▶ [TASKS AND EXERCISES]:
• a. In the passage about Ms. Charatan and Robert Durst, what was the work of Ms. Charatan's father?
• b. For each statement, say yes or no according to the passage about Ms. Charatan and Robert Durst, and quote the words of the passage that decide it. (i) Mr. Durst broke with his family after his father chose Douglas to run the Durst Organization. (ii) Robert Durst went to his father's funeral. (iii) Ms. Charatan kept custody of her son after her divorce.
• c. Quote word for word the section of the passage about Ms. Charatan and Robert Durst that opens with the words containing "She eventually got" and closes with "the Durst Organization.".

▶ [GIVEN PASSAGE]:
-*-
Ms. Charatan’s parents survived the Nazis in Poland during World War II. Her father, a kosher butcher, lost his foot to a land mine. Her mother was an orphan hidden by a Christian family. Ms. Charatan’s personality was infused with their survivalist mentality, friends and relatives said.


But if Ms. Charatan strove to be wealthy and accepted among the elite, Mr. Durst enjoyed watching people’s reactions as he flouted convention by burping or smoking marijuana at social functions.


Ms. Charatan was going through a difficult divorce and custody battle when the two met. Mr. Durst helped her financially, providing a stack of car vouchers from the family business and using family funds to pay some of her legal bills, according to Durst family members and people who worked for Ms. Charatan.


She eventually got back on her feet, but lost custody of her son, Bennat Charatan Berger, then 5, to whom she did not speak for the next 15 years.


Mr. Durst broke with his family late in 1994, after his father, Seymour, picked his younger brother Douglas to take the reins of the Durst Organization.


A brokenhearted Seymour Durst tried to make contact with Robert Durst through Ms. Charatan. But on the day in 1995 she arrived at his townhouse on the Upper East Side of Manhattan, he had a stroke. A short time later, he died. Robert did not attend the funeral.


After the break with his family, Mr. Durst moved restlessly between homes in California, Connecticut, New York and Texas. His one constant: Ms. Charatan, though the only time the couple ever lived together was a short stint before they were married.


Mr. Durst, by his own account, panicked in late October 2000, after learning that investigators had reopened the investigation into his first wife’s disappearance. In rapid order, he proposed to Ms. Charatan and gave her power of attorney over his bank accounts and business affairs.
-*-
▶ [INFORMATION SHOWN]:
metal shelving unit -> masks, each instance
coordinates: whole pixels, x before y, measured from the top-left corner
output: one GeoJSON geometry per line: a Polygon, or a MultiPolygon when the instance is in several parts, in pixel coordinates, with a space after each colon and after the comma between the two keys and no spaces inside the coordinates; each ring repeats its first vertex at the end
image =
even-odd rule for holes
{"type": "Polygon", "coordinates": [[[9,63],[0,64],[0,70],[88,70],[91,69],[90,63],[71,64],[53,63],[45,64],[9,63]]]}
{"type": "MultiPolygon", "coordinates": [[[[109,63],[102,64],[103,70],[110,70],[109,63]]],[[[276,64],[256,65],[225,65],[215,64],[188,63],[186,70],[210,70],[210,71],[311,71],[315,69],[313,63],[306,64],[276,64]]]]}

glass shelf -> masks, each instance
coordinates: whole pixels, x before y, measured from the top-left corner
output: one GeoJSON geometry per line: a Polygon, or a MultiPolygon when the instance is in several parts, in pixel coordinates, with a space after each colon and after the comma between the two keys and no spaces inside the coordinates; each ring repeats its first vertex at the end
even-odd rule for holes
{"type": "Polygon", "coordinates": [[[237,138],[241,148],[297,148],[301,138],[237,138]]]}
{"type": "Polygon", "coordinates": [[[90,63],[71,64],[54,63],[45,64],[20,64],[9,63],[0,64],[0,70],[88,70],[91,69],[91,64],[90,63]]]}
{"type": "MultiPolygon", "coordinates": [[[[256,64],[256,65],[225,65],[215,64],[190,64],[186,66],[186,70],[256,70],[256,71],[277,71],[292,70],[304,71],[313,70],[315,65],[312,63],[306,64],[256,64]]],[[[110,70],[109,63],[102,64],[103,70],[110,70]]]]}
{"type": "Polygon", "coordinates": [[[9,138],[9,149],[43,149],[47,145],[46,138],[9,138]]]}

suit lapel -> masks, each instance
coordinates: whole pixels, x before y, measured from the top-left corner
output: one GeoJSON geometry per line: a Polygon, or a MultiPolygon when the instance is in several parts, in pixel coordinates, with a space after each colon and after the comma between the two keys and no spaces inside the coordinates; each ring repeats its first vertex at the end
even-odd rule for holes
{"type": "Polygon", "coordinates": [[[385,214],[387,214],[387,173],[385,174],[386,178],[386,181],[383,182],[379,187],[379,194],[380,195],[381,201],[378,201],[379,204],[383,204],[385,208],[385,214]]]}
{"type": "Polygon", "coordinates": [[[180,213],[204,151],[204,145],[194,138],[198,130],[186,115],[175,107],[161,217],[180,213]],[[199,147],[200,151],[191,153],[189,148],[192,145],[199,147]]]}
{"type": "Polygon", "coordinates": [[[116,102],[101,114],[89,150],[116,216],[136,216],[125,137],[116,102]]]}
-*-
▶ [ANSWERS TO THE TASKS]:
• a. He was a kosher butcher.

• b.
(i) Yes: "Mr. Durst broke with his family late in 1994, after his father, Seymour, picked his younger brother Douglas to take the reins of the Durst Organization."
(ii) No: "Robert did not attend the funeral."
(iii) No: "lost custody of her son, Bennat Charatan Berger, then 5"

• c.
She eventually got back on her feet, but lost custody of her son, Bennat Charatan Berger, then 5, to whom she did not speak for the next 15 years.


Mr. Durst broke with his family late in 1994, after his father, Seymour, picked his younger brother Douglas to take the reins of the Durst Organization.